begin
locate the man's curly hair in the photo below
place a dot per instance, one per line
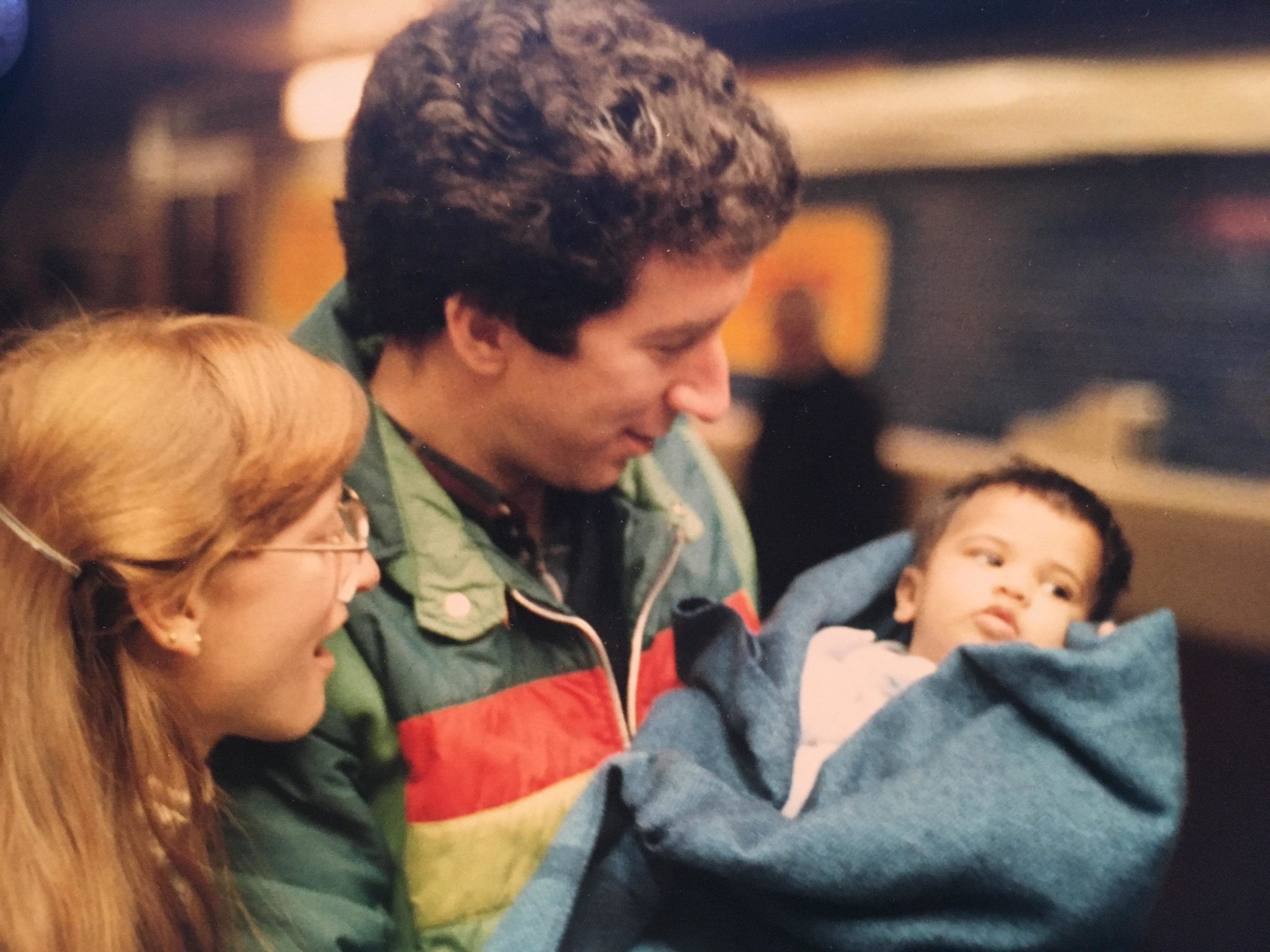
(532, 154)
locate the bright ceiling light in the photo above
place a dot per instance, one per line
(321, 97)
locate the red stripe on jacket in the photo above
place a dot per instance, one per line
(502, 748)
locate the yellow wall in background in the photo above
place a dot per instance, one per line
(300, 255)
(844, 255)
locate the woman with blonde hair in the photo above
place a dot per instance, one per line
(175, 546)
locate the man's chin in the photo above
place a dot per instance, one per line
(596, 477)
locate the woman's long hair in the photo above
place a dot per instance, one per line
(132, 441)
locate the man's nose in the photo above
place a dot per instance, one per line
(701, 389)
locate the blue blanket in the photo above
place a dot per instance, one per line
(1016, 799)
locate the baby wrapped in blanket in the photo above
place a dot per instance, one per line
(820, 787)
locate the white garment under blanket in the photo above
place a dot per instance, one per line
(847, 677)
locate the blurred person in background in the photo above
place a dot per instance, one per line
(552, 206)
(816, 486)
(176, 547)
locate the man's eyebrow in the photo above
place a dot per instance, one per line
(686, 332)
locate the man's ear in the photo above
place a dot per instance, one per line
(480, 339)
(907, 591)
(173, 624)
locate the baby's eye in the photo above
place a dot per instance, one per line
(1060, 591)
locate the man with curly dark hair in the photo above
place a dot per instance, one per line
(550, 209)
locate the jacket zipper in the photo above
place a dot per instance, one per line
(645, 610)
(595, 643)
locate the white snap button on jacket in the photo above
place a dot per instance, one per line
(457, 604)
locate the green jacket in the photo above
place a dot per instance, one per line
(468, 708)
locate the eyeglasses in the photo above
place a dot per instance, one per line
(356, 530)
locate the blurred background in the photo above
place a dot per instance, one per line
(1035, 226)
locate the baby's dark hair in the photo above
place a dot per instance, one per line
(531, 155)
(1061, 492)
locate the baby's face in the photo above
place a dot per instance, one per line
(1009, 568)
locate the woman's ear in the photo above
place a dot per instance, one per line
(907, 592)
(480, 339)
(173, 624)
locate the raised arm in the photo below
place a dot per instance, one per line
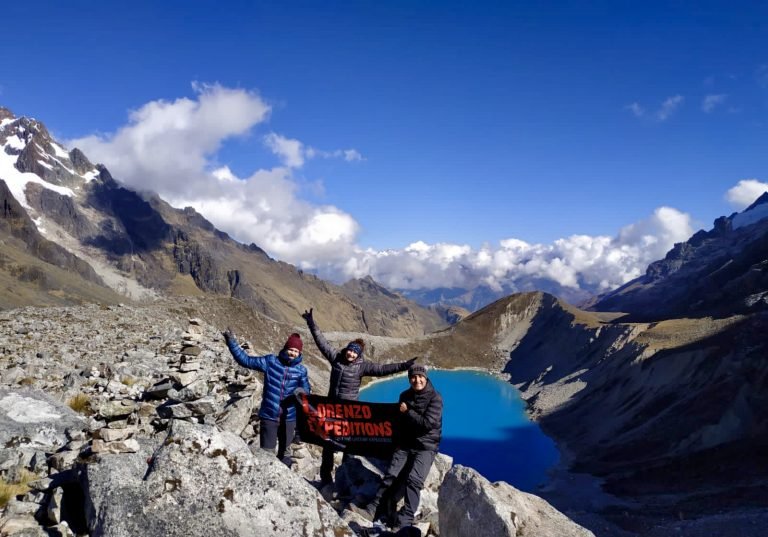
(258, 363)
(326, 348)
(382, 370)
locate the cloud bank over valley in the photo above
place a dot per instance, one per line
(172, 148)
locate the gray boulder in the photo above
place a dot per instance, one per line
(202, 482)
(470, 505)
(31, 417)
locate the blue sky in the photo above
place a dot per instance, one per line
(456, 124)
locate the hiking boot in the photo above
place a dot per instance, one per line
(368, 512)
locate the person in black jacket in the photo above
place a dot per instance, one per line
(348, 367)
(421, 408)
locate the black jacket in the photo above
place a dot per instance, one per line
(422, 424)
(346, 376)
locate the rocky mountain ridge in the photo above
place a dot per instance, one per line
(62, 212)
(717, 272)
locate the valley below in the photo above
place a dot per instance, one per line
(659, 425)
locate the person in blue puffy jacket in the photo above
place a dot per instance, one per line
(283, 374)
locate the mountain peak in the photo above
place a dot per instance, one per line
(762, 200)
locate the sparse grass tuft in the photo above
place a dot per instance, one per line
(9, 491)
(80, 403)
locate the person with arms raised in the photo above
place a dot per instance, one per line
(348, 367)
(283, 374)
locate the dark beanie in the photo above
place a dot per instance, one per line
(417, 369)
(294, 342)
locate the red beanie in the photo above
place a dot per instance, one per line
(294, 342)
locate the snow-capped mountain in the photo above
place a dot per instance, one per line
(720, 271)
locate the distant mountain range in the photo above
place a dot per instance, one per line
(719, 272)
(71, 233)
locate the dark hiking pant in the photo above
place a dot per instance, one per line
(273, 433)
(326, 465)
(407, 471)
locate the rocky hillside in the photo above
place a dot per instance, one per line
(717, 272)
(75, 235)
(669, 414)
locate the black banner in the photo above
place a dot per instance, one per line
(356, 427)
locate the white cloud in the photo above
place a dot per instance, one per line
(171, 147)
(579, 262)
(665, 110)
(636, 109)
(745, 193)
(293, 153)
(711, 101)
(290, 151)
(668, 107)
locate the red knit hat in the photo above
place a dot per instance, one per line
(294, 342)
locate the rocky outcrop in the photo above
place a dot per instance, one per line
(715, 273)
(202, 481)
(470, 505)
(381, 307)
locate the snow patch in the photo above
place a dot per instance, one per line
(17, 181)
(60, 163)
(751, 216)
(28, 410)
(39, 224)
(15, 142)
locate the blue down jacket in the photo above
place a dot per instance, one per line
(281, 378)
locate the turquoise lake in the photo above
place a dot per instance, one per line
(484, 426)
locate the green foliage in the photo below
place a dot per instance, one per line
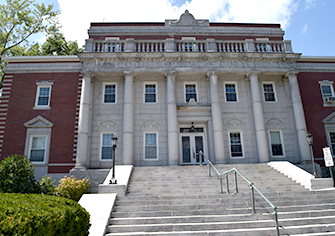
(41, 215)
(17, 175)
(72, 188)
(47, 185)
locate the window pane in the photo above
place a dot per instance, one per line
(106, 153)
(38, 143)
(37, 155)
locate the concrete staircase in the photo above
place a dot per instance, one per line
(183, 200)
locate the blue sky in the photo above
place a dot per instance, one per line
(308, 23)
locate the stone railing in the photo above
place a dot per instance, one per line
(172, 45)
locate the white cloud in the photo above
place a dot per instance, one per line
(77, 15)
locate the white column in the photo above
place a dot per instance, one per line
(299, 117)
(216, 117)
(128, 119)
(261, 138)
(172, 122)
(83, 126)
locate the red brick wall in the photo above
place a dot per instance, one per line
(63, 103)
(314, 110)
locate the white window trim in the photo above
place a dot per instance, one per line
(150, 83)
(103, 93)
(274, 91)
(100, 151)
(46, 153)
(157, 144)
(327, 83)
(282, 142)
(43, 84)
(236, 88)
(196, 91)
(242, 144)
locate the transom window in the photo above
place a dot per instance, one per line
(151, 146)
(236, 149)
(269, 92)
(37, 148)
(231, 92)
(150, 93)
(190, 92)
(43, 95)
(109, 93)
(276, 143)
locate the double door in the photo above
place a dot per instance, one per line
(191, 144)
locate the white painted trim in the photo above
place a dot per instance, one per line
(274, 91)
(196, 90)
(281, 141)
(236, 89)
(157, 145)
(103, 93)
(156, 92)
(242, 144)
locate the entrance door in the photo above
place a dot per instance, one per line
(191, 144)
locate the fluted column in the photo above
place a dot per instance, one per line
(216, 117)
(128, 119)
(261, 138)
(172, 122)
(83, 125)
(299, 117)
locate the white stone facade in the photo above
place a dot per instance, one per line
(241, 131)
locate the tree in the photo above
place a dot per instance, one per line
(20, 19)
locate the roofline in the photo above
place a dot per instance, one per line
(72, 58)
(317, 59)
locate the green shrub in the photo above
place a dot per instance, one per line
(17, 175)
(71, 187)
(47, 185)
(41, 215)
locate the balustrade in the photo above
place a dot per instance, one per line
(171, 45)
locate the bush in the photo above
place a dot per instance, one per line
(41, 215)
(72, 188)
(17, 175)
(47, 185)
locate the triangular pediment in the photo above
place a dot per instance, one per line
(329, 119)
(38, 122)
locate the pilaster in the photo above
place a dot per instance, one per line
(261, 139)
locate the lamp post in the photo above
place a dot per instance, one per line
(309, 137)
(114, 145)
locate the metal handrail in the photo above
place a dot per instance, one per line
(252, 187)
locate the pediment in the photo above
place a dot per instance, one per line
(329, 119)
(38, 122)
(187, 19)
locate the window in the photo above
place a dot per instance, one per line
(151, 146)
(37, 148)
(269, 92)
(191, 92)
(43, 94)
(231, 92)
(106, 146)
(277, 149)
(236, 149)
(109, 95)
(150, 93)
(332, 141)
(327, 92)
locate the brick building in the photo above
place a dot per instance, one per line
(166, 90)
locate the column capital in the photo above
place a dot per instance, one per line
(128, 73)
(252, 73)
(212, 73)
(291, 73)
(170, 73)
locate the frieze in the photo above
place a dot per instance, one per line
(106, 64)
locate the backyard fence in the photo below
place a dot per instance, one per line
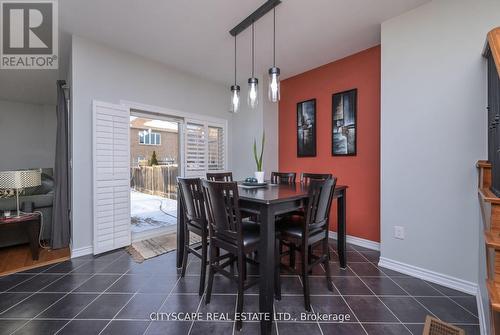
end
> _WHAT YOU WILL DO_:
Rewrite the stretch from the line containing "locate the frieze in the photo above" through the end of the items, requests included, with every point coordinate multiplied by 1.15 and rounded to whole numbers, halves rounded up. Leave the pictures out.

> _FULL SOLUTION_:
locate the frieze in the photo above
place a dot per instance, one per line
(122, 74)
locate the backyard fence in the photo below
place a dot per instance, one per line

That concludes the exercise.